Start of Supplied data

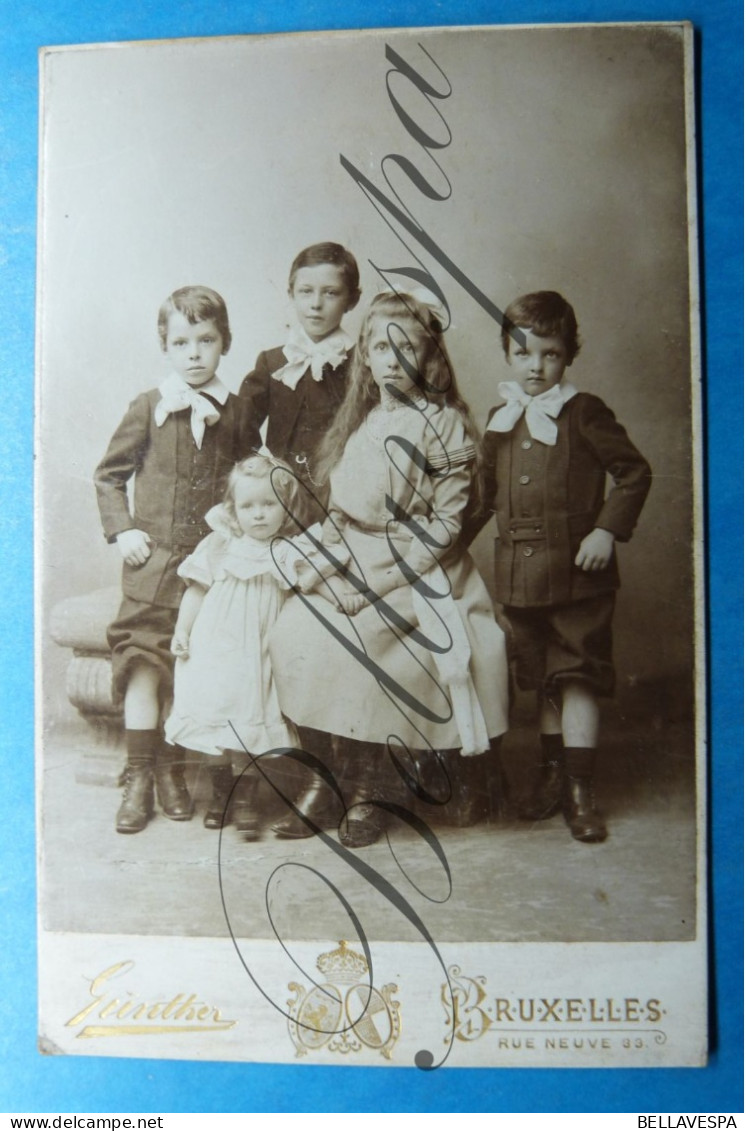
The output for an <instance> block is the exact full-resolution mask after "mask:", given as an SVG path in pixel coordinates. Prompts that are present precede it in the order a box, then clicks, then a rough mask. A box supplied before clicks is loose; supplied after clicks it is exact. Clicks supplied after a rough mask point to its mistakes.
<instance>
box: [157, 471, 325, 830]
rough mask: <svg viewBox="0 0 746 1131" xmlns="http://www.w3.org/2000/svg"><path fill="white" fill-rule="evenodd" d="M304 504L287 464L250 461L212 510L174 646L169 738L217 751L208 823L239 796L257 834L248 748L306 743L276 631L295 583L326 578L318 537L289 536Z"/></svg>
mask: <svg viewBox="0 0 746 1131" xmlns="http://www.w3.org/2000/svg"><path fill="white" fill-rule="evenodd" d="M298 504H300V503H298V484H297V480H296V477H295V476H294V474H293V473H292V472H290V469H289V468H288V467H287V465H285V464H281V463H280V461H279V460H276V459H274V458H272V457H271V456H269V455H263V454H258V455H253V456H251V457H249V458H248V459H244V460H242V461H241V463H240V464H236V466H235V467H234V468H233V470H232V473H231V476H229V480H228V486H227V491H226V495H225V500H224V502H223V503H222V504H219V506H217V507H214V508H212V509H211V510H210V511H209V512H208V515H207V516H206V520H207V524H208V526H210V527H211V529H212V533H211V534H209V535H208V536H207V537H206V538H205V539H203V541H202V542H200V544H199V545H198V546H197V549H196V551H194V552H193V553H192V554H190V556H189V558H186V560H185V561H184V562H183V564H182V565H181V567H180V569H179V573H180V576H181V577H182V578H183V579H184V580H185V581H186V582H188V589H186V593H185V594H184V596H183V599H182V603H181V607H180V611H179V619H177V621H176V627H175V630H174V634H173V640H172V646H171V647H172V651H173V653H174V655H175V656H176V670H175V679H174V705H173V710H172V713H171V716H170V717H168V719H167V722H166V741H167V742H171V743H175V744H179V745H181V746H185V748H186V749H189V750H197V751H201V752H202V753H205V754H209V756H210V758H211V759H212V763H211V774H212V798H211V801H210V803H209V805H208V810H207V813H206V814H205V826H206V827H207V828H220V827H222V826H223V823H224V818H225V814H226V811H227V809H228V798H229V797H231V796H232V804H231V811H232V819H233V823H234V824H235V826H236V827H237V828H238V829H241V830H242V831H243V832H246V834H249V835H252V834H255V832H257V831H258V813H257V808H255V795H257V787H258V784H259V774H258V772H257V770H255V769H252V768H251V766H250V760H249V758H248V752H251V754H254V756H255V754H263V753H266V752H267V751H270V750H284V749H286V748H293V746H296V745H297V735H296V732H295V728H294V726H293V724H292V723H288V720H287V719H286V718H285V717H284V715H283V713H281V711H280V708H279V703H278V700H277V693H276V691H275V682H274V679H272V671H271V666H270V659H269V649H268V634H269V630H270V628H271V627H272V624H274V623H275V621H276V620H277V616H278V615H279V611H280V608H281V607H283V604H284V602H285V599H286V596H287V594H288V592H289V589H290V588H292V587H294V586H296V585H297V587H298V588H306V585H307V587H311V586H312V585H313V584H316V582H318V579H319V573H318V571H316V569H315V568H311V567H310V564H309V563H310V559H311V558H312V556H313V547H312V545H311V543H310V541H309V539H307V538H306V537H305V536H304V535H300V536H297V537H295V538H293V539H290V538H288V537H285V536H283V535H286V534H288V530H289V529H290V528H294V529H295V530H297V529H300V528H301V523H300V520H298ZM304 580H305V582H306V584H304ZM248 767H249V769H248ZM234 777H237V778H238V779H240V780H238V782H237V783H235V786H234Z"/></svg>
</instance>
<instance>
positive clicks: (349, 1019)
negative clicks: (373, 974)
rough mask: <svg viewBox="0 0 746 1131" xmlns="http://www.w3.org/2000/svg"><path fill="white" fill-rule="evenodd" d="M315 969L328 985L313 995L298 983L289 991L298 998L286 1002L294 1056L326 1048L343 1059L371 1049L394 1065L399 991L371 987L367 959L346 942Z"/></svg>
mask: <svg viewBox="0 0 746 1131" xmlns="http://www.w3.org/2000/svg"><path fill="white" fill-rule="evenodd" d="M316 968H318V969H319V972H320V974H321V975H322V976H323V978H324V981H323V982H322V983H318V984H316V985H314V987H313V988H312V990H309V991H306V988H305V986H302V985H298V983H297V982H290V983H289V984H288V987H287V988H288V990H290V991H292V992H293V994H294V995H295V996H294V998H292V999H290V1000H289V1001H288V1003H287V1004H288V1007H289V1011H290V1012H289V1018H288V1022H287V1027H288V1031H289V1034H290V1039H292V1041H293V1044H294V1045H295V1050H296V1052H295V1055H296V1056H305V1054H306V1053H307V1052H309V1051H310V1050H313V1051H315V1050H319V1048H324V1047H326V1048H328V1050H329V1052H335V1053H341V1054H342V1055H346V1054H347V1053H358V1052H361V1050H363V1048H372V1050H374V1051H378V1052H380V1053H381V1055H382V1056H385V1059H387V1060H390V1059H391V1052H392V1050H393V1046H394V1045H396V1043H397V1041H398V1039H399V1035H400V1033H401V1025H400V1020H399V1002H398V1001H394V1000H393V996H392V995H393V994H394V993H396V992H397V988H398V986H396V985H393V983H389V984H388V985H384V986H383V988H382V990H376V987H375V986H373V985H371V983H370V981H368V965H367V962H366V960H365V958H364V957H363V955H358V953H357V951H355V950H349V949H348V947H347V943H346V942H345V940H344V939H342V940H341V941H340V943H339V947H338V949H337V950H330V951H328V952H327V953H323V955H319V958H318V959H316Z"/></svg>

End of Supplied data

(Assignment):
Find every line in the records that contains the word "instance"; copy those lines.

(Reply to the exercise):
The output for an <instance> block is the exact full-resolution mask after "mask:", given as an SVG path in pixel coordinates. Prompts that are present precede it in the order a box, then clicks, then a rough mask. A box supplied before clicks is loose; supplied after clicks it is exact. Clicks supplied after a rough mask point to its mistakes.
<instance>
</instance>
<instance>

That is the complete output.